* start *
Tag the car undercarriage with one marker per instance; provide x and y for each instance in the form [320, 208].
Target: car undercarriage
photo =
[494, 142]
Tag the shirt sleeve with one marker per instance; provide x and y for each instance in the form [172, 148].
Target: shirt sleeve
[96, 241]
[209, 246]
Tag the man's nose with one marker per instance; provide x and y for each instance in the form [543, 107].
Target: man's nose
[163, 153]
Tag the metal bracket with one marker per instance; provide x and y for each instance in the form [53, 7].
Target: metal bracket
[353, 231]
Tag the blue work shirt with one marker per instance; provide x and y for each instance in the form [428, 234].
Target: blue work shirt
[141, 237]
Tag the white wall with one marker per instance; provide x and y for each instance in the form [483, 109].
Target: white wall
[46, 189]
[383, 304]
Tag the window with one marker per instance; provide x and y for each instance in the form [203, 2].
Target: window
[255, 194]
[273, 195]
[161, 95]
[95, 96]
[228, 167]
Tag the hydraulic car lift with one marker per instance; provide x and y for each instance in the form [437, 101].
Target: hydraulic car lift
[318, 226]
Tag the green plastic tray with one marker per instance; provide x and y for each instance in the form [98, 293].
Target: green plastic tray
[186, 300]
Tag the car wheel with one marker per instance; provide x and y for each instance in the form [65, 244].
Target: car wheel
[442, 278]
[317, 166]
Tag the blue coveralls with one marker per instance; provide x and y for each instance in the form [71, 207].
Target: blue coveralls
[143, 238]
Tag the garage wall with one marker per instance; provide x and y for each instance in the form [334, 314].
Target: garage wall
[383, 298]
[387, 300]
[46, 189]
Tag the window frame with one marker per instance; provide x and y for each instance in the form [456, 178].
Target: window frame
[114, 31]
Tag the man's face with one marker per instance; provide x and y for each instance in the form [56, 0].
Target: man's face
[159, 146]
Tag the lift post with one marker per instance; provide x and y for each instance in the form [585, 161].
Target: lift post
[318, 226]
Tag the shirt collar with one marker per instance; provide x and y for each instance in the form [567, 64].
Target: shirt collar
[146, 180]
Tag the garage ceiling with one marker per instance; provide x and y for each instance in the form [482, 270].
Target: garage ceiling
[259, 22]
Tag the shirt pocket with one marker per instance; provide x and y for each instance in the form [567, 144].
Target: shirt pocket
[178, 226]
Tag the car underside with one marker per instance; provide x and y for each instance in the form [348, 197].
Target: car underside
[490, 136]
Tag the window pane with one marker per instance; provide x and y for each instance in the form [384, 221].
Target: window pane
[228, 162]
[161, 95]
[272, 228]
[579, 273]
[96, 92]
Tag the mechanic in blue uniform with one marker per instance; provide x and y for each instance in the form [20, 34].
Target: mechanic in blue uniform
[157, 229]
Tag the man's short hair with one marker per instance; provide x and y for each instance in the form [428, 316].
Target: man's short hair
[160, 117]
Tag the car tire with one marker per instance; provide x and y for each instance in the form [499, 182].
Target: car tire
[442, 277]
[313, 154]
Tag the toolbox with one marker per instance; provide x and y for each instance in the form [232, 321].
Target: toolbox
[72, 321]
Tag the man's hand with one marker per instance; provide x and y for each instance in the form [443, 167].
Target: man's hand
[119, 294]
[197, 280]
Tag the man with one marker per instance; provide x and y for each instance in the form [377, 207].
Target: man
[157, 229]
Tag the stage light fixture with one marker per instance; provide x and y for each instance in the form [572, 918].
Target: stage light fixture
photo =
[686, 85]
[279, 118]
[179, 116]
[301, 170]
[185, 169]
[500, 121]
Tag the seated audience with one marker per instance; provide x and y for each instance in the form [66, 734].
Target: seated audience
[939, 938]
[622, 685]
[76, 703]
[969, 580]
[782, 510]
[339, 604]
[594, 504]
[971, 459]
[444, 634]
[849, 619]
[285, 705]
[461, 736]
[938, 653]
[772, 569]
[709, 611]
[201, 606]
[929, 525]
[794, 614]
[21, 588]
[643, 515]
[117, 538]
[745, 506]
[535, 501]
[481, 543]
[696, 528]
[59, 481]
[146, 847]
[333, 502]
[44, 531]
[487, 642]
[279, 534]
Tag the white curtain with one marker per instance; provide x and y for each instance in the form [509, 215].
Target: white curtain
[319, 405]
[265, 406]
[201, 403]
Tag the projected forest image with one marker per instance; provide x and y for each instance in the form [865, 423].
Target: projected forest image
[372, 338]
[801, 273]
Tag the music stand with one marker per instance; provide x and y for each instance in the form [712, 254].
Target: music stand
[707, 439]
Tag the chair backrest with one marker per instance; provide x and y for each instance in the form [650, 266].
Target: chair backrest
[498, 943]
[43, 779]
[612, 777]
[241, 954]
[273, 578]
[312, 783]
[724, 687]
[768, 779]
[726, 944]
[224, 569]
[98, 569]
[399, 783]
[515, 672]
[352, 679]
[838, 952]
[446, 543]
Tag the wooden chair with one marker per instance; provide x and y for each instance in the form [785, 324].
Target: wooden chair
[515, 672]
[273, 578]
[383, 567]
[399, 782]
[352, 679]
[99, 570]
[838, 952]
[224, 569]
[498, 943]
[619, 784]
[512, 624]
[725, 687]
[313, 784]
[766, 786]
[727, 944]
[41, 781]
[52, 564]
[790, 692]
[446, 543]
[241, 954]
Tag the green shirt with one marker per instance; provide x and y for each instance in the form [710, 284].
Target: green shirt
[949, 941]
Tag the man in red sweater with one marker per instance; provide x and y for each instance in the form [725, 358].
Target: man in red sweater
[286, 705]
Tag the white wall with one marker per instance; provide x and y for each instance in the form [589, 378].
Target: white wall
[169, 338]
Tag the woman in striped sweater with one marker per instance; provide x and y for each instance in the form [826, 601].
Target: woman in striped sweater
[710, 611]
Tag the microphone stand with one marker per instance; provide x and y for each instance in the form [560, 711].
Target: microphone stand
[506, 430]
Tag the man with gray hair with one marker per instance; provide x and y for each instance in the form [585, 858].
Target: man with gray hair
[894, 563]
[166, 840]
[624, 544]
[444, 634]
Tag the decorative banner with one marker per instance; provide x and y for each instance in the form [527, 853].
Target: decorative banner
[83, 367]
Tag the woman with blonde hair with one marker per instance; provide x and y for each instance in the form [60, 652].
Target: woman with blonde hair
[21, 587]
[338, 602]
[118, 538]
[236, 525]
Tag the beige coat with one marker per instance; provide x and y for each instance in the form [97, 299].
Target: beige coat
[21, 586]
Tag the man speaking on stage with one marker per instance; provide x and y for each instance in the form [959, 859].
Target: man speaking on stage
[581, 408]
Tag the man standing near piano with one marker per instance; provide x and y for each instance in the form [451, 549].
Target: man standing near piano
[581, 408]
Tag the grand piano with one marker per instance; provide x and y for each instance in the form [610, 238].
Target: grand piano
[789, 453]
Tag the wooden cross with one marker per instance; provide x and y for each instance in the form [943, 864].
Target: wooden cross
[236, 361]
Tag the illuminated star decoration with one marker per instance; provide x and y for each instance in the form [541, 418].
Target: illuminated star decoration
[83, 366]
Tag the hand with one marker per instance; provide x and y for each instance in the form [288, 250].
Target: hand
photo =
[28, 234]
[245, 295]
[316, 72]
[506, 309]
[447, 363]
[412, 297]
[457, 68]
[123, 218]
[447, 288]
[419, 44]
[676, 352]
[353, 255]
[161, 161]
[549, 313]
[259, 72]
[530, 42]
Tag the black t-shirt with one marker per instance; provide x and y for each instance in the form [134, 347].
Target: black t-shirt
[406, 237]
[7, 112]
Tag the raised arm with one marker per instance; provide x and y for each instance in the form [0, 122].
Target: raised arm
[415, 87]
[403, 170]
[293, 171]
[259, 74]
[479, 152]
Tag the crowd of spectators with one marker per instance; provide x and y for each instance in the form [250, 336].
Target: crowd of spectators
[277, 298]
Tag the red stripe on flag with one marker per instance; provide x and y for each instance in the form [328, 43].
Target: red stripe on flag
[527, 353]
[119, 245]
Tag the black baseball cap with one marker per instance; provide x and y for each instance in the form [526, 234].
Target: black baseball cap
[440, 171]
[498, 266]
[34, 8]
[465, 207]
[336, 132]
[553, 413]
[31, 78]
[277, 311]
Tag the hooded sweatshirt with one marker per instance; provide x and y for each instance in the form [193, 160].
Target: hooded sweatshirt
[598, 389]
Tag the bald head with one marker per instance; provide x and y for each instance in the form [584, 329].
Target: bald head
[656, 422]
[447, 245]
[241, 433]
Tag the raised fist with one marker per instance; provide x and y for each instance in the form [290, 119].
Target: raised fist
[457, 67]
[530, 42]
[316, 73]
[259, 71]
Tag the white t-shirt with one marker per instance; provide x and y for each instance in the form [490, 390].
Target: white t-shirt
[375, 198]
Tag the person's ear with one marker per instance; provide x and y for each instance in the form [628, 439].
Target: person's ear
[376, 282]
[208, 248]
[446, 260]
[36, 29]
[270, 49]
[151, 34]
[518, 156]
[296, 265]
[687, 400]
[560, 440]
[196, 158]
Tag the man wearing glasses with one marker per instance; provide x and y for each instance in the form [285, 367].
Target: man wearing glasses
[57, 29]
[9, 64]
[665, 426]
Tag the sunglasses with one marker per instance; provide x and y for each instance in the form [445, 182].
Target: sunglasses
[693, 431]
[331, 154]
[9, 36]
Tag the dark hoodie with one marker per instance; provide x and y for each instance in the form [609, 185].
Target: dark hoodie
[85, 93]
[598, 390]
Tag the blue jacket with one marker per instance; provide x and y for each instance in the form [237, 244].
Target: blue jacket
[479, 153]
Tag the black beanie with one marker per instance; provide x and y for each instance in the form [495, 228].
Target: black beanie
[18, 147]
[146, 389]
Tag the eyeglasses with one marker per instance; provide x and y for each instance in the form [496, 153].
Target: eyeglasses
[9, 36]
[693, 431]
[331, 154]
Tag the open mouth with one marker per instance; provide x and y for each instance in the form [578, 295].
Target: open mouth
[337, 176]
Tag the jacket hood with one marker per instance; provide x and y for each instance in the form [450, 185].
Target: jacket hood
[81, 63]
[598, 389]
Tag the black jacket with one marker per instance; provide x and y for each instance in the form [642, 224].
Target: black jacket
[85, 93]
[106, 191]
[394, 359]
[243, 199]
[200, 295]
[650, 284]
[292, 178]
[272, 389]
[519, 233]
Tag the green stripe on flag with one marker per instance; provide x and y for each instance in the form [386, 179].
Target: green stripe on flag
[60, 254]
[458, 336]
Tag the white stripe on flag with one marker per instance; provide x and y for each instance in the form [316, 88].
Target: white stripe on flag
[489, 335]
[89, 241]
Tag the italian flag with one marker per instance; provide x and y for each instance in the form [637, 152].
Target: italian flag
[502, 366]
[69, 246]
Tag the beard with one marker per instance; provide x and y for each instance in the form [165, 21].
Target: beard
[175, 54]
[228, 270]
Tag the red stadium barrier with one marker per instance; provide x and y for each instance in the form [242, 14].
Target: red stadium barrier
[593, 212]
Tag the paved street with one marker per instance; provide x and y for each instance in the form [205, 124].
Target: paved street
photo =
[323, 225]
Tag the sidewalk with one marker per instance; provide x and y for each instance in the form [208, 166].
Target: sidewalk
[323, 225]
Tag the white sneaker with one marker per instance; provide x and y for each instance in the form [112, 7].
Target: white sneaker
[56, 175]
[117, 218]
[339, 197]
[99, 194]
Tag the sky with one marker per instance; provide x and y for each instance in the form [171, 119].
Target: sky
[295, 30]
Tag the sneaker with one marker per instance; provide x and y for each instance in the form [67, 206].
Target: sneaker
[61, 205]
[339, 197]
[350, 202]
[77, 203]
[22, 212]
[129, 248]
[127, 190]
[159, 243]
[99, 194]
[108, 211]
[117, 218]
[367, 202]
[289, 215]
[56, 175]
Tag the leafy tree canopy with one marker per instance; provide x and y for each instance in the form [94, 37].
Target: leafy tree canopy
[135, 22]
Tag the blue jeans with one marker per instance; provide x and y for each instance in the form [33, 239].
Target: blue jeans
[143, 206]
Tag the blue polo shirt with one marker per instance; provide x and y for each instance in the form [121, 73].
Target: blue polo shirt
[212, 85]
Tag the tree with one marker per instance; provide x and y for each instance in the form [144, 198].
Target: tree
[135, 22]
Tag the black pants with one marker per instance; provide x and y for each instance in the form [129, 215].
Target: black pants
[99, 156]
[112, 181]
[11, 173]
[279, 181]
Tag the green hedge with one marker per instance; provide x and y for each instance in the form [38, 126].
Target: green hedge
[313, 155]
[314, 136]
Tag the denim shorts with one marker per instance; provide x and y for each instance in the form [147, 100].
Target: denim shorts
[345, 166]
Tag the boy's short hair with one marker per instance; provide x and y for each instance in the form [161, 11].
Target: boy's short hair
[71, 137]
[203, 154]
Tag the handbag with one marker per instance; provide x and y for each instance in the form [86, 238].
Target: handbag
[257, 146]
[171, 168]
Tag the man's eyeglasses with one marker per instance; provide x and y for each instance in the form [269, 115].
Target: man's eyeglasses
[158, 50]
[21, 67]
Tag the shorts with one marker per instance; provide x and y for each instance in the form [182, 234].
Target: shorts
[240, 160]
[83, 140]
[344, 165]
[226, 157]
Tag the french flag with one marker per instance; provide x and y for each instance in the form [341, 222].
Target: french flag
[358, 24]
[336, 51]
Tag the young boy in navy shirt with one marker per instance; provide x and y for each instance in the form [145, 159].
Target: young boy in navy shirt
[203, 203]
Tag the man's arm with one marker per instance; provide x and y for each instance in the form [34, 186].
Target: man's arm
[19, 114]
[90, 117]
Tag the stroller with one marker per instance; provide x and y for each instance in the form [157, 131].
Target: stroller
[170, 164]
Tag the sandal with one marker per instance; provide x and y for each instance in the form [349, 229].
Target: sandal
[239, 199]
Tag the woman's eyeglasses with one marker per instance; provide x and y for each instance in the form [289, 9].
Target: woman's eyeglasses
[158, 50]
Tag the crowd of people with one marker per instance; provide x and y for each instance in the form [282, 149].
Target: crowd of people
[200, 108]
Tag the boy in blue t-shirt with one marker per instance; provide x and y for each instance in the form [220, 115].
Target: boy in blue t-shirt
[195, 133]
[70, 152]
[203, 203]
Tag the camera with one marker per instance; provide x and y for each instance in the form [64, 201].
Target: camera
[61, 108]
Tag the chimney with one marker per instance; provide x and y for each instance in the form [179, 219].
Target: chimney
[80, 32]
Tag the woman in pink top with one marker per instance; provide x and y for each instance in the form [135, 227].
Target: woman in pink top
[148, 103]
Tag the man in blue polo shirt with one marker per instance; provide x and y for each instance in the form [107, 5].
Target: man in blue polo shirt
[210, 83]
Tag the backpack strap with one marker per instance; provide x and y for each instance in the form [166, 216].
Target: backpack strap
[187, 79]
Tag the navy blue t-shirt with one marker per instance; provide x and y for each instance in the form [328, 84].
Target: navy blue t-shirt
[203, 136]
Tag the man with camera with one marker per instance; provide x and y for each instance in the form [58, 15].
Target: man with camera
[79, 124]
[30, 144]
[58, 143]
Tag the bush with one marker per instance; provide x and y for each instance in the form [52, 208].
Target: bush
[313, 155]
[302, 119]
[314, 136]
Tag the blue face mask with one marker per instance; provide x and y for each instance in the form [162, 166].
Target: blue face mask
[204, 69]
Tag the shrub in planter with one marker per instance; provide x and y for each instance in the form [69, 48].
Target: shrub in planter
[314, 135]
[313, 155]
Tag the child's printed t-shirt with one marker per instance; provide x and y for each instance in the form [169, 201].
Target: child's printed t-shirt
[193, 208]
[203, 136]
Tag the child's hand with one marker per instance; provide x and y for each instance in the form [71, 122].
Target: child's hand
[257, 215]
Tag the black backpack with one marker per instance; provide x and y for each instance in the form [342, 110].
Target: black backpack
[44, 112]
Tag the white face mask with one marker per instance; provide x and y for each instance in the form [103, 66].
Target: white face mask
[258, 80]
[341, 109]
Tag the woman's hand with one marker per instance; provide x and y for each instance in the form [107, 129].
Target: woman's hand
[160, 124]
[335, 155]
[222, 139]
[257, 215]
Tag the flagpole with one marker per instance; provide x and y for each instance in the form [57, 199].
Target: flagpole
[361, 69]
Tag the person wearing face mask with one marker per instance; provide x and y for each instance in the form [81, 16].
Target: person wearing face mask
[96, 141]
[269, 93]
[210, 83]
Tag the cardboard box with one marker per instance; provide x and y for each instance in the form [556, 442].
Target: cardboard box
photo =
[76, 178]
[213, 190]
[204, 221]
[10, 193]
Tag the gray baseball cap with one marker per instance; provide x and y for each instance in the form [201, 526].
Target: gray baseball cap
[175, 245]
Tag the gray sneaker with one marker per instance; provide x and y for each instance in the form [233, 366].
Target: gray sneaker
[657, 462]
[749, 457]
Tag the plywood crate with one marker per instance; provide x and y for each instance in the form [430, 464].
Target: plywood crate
* end *
- _Exercise requirements_
Return exactly the lines from the one containing "Tag the flagpole" to the last line of the data, and nothing more.

- _Exercise result_
Tag the flagpole with one marker per instance; provide x and y for each instance in the form [57, 199].
Target: flagpole
[361, 69]
Tag the person wearing face mask with one marker per instance; provide x and y for each instance in the form [81, 16].
Target: person wearing face mask
[96, 141]
[269, 93]
[210, 83]
Tag the cardboard box with one marker per instance; provide x and y for each instance in the form [556, 442].
Target: cardboard box
photo =
[76, 178]
[213, 190]
[204, 221]
[10, 193]
Tag the gray baseball cap with one marker per instance; provide x and y for each instance in the form [201, 526].
Target: gray baseball cap
[175, 245]
Tag the gray sneaker with one marker per instance; provide x and y for each instance in the form [233, 366].
Target: gray sneaker
[657, 462]
[749, 457]
Tag the plywood crate with one marker per instance; provide x and y for each instance in the form [430, 464].
Target: plywood crate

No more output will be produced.